* 原文 *
%%

VIEW21 2003.2 特集 「学習力」の構築

自分で物事を考え言葉で表現できる力を鍛える

戸谷 話は変わりますが、最近生徒と話をしていると、論理的に矛盾したことを言っていても、気付かずに流してしまっている子が少なくないのが気になります。卒業後の社会生活のことを考えても、国語の学習を通じて「論理的に物事を考えられる力、そしてその考えを言葉で表現できる力」を鍛えたいと考えています。また、担任の先生方にもプリントを配ってお話したことなのですが、生徒との日常の会話の中で「なぜそう思うの?」「こういう場合はどうするの?」などの問い掛けをして、思考の幅を広げるきっかけをつくるようにお願いしています。
細矢 確かに自分で言葉を用いて考えることが重要ですね。国語の学習というと「読書をさせればよい」とよく言われますが、単に興味のある情報を得るためだけに、分からない語彙や表現は読み飛ばして読んだ気になっているような「マイナスの読書」では、学習効果が上がりません。むしろ、短い文章でもよいので、きっちり読んで考えることが大切だと思います。本校では、学年主任が主体となって、必ず小論文に関する学年全体の取り組みを行なっています。1年生には、指定図書についての感想文を学期ごとに提出させました。2年生では、各教科の先生や担任の先生が持ち回りで、新聞記事や雑誌の切り抜きを選び、朝のSHRで生徒に配って読ませています。これによって、テーマの種類も広がりますし、短い文章なので、生徒も取っ付きやすいようです。国語だけでなく、いろいろな教科の先生が指導にかかわることで、より生徒の物の見方や考え方が広がると思います。また、組織的な取り組みのため、人が入れ替わっても継続する指導システムを残せる点もメリットですね。

%%

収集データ
%%

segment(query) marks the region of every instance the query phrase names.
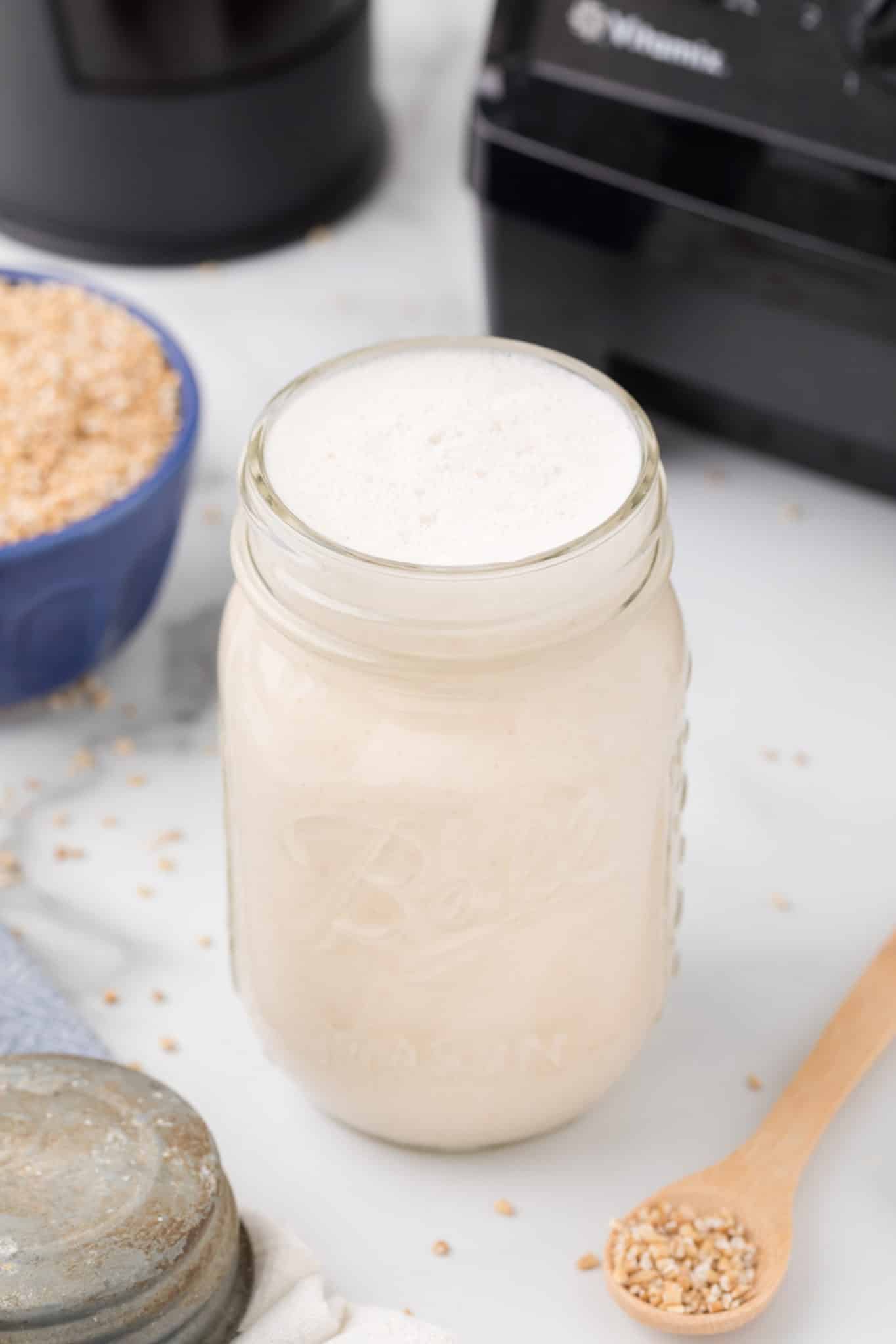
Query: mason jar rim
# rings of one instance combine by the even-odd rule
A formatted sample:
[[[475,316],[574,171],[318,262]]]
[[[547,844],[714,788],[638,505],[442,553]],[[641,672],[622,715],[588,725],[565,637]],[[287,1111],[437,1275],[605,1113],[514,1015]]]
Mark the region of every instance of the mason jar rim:
[[[293,396],[300,395],[301,391],[309,384],[316,383],[320,379],[339,376],[343,370],[351,368],[356,364],[368,363],[390,355],[427,349],[493,349],[504,351],[506,353],[527,355],[528,358],[540,359],[545,363],[564,368],[613,396],[617,405],[619,405],[629,417],[638,435],[638,445],[641,448],[641,466],[638,477],[622,504],[595,527],[588,528],[588,531],[582,532],[567,542],[552,546],[548,550],[520,556],[519,559],[494,560],[478,564],[420,564],[412,560],[395,560],[388,556],[373,555],[367,551],[345,546],[343,542],[337,542],[334,538],[328,536],[324,532],[318,532],[305,523],[277,493],[267,474],[265,462],[266,434],[279,413],[283,410],[285,405],[290,402]],[[386,574],[392,573],[406,577],[414,575],[420,579],[426,579],[427,577],[438,579],[523,574],[556,560],[571,559],[583,551],[588,551],[594,546],[599,546],[609,536],[614,535],[634,513],[637,513],[639,507],[650,495],[660,470],[660,445],[657,442],[653,425],[645,411],[641,409],[638,402],[635,402],[635,399],[619,386],[619,383],[609,378],[606,374],[602,374],[599,370],[592,368],[590,364],[586,364],[583,360],[574,359],[571,355],[563,355],[560,351],[549,349],[544,345],[537,345],[531,341],[512,340],[505,336],[422,336],[377,341],[371,345],[359,347],[345,355],[337,355],[333,359],[314,364],[312,368],[286,383],[286,386],[275,392],[275,395],[267,402],[253,426],[240,464],[239,482],[243,503],[255,523],[265,526],[266,521],[270,523],[273,520],[275,524],[279,524],[278,534],[281,540],[286,540],[290,534],[293,534],[298,542],[310,543],[316,550],[320,550],[324,554],[372,566]],[[267,515],[267,517],[265,515]]]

%%

* 記述問題 *
学習力についての対談から、「VIEW21 2003.2 特集」から「を残せる点もメリットですね。」までの部分を、両端も含めて一字一句変えずに出力せよ。

* 解答 *
VIEW21 2003.2 特集 「学習力」の構築

自分で物事を考え言葉で表現できる力を鍛える

戸谷 話は変わりますが、最近生徒と話をしていると、論理的に矛盾したことを言っていても、気付かずに流してしまっている子が少なくないのが気になります。卒業後の社会生活のことを考えても、国語の学習を通じて「論理的に物事を考えられる力、そしてその考えを言葉で表現できる力」を鍛えたいと考えています。また、担任の先生方にもプリントを配ってお話したことなのですが、生徒との日常の会話の中で「なぜそう思うの?」「こういう場合はどうするの?」などの問い掛けをして、思考の幅を広げるきっかけをつくるようにお願いしています。
細矢 確かに自分で言葉を用いて考えることが重要ですね。国語の学習というと「読書をさせればよい」とよく言われますが、単に興味のある情報を得るためだけに、分からない語彙や表現は読み飛ばして読んだ気になっているような「マイナスの読書」では、学習効果が上がりません。むしろ、短い文章でもよいので、きっちり読んで考えることが大切だと思います。本校では、学年主任が主体となって、必ず小論文に関する学年全体の取り組みを行なっています。1年生には、指定図書についての感想文を学期ごとに提出させました。2年生では、各教科の先生や担任の先生が持ち回りで、新聞記事や雑誌の切り抜きを選び、朝のSHRで生徒に配って読ませています。これによって、テーマの種類も広がりますし、短い文章なので、生徒も取っ付きやすいようです。国語だけでなく、いろいろな教科の先生が指導にかかわることで、より生徒の物の見方や考え方が広がると思います。また、組織的な取り組みのため、人が入れ替わっても継続する指導システムを残せる点もメリットですね。